What to work on>
a) Decide whether each statement agrees with the Hyena Operator thread, answering yes or no and quoting the words that decide it: (i) The Hyena Operator was proposed as a replacement for the multi-head attention blocks of transformers. (ii) The author found plenty of material on GitHub about the method. (iii) The class that ChatGPT produced was free of errors.
b) Please set down the stretch of the Hyena Operator thread from "There was a" through "a pytorch implementation).", copied word for word.

Quoted passage>
Hyena Operator Drop-In Implementation #20

CCranney · 2025-02-26T16:08:34Z

CCranney
Feb 26, 2025
Maintainer

There was a proposal made to replace the multi-head attention (MHA) blocks of transformers with a clever twist on convolution two years ago. It is called the Hyena Operator (see here for the paper, here for a Medium.com article explaining it, here for a pytorch implementation).

Like any algorithm trying to replace attention, it tries to replicate the positives of attention while avoiding or minimizing the drawbacks (context window length, primarily). I haven't found much on GitHub or general tutorials regarding this method, but the recent Evo2 paper (see here) relies heavily on this concept, utilizing a multi-hybrid architecture called StripedHyena 2 (see here).

Because it has been advertised as a "drop-in" replacement for MHA, I thought it may be a good idea to implement for AttentionSmithy. Future developments could expand to include the short, medium and long variations described in the StripedHyena 2 paper.

CCranney · 2025-02-26T16:14:18Z

CCranney
Feb 26, 2025
Maintainer Author

In trying to understand how the Hyena Operator works, I had a fair amount of back-and-forth with ChatGPT as I read the paper. I had it make a class for the Hyena Operator while doing so, as coding is my native computational comprehension language. There are many errors in this code that were discovered while going through it piece-by-piece, but overall it was a good study aide. I'm including that code here for future reference.

Rows drawn from a dataset
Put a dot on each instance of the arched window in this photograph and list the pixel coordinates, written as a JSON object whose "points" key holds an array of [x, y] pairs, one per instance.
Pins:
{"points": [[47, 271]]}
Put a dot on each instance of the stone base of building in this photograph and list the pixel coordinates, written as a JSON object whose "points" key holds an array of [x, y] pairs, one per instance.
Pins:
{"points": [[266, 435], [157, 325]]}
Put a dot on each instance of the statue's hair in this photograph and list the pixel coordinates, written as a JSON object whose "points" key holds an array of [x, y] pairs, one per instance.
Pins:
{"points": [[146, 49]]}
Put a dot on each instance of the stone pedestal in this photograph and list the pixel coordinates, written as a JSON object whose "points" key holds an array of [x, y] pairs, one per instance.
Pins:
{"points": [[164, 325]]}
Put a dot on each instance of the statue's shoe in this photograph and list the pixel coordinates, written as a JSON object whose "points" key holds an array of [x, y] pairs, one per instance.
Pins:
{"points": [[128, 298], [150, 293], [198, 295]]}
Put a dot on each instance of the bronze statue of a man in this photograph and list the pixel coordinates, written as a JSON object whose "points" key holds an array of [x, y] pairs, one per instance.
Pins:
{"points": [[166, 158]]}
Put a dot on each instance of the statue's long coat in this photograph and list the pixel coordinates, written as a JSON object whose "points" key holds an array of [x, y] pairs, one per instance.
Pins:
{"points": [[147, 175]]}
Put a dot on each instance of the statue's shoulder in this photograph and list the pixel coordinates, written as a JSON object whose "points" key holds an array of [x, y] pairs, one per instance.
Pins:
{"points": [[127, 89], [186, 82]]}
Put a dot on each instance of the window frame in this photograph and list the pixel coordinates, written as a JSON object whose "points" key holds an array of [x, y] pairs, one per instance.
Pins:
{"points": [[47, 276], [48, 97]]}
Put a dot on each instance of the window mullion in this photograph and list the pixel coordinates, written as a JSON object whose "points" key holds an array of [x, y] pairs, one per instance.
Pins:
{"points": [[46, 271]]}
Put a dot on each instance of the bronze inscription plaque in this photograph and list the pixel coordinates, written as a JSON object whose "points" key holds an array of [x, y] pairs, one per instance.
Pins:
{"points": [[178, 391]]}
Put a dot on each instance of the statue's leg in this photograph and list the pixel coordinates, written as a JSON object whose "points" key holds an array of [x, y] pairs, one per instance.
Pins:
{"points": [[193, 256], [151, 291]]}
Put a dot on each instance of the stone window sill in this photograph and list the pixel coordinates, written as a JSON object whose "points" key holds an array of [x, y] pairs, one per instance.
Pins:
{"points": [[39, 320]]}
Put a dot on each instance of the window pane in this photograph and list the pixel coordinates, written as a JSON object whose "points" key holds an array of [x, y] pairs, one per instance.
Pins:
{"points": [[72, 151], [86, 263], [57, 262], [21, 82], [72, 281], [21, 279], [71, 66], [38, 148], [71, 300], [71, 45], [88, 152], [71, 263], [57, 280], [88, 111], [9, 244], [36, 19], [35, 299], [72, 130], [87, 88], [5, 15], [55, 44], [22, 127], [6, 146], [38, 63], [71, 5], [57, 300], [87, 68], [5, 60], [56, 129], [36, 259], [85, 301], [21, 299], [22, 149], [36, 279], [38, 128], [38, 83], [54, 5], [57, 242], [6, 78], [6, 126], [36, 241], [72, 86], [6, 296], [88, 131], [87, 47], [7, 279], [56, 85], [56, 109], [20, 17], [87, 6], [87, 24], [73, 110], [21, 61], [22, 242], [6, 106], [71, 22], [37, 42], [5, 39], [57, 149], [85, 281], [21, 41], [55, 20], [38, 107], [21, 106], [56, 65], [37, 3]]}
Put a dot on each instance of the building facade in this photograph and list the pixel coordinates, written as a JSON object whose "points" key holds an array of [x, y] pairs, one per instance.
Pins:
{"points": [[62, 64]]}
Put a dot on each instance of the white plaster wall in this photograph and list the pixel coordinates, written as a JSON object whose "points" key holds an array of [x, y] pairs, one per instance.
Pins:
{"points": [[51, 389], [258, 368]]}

Outputs in order>
a)
(i) Yes: "There was a proposal made to replace the multi-head attention (MHA) blocks of transformers with a clever twist on convolution two years ago."
(ii) No: "I haven't found much on GitHub or general tutorials regarding this method"
(iii) No: "There are many errors in this code that were discovered while going through it piece-by-piece"

b)
There was a proposal made to replace the multi-head attention (MHA) blocks of transformers with a clever twist on convolution two years ago. It is called the Hyena Operator (see here for the paper, here for a Medium.com article explaining it, here for a pytorch implementation).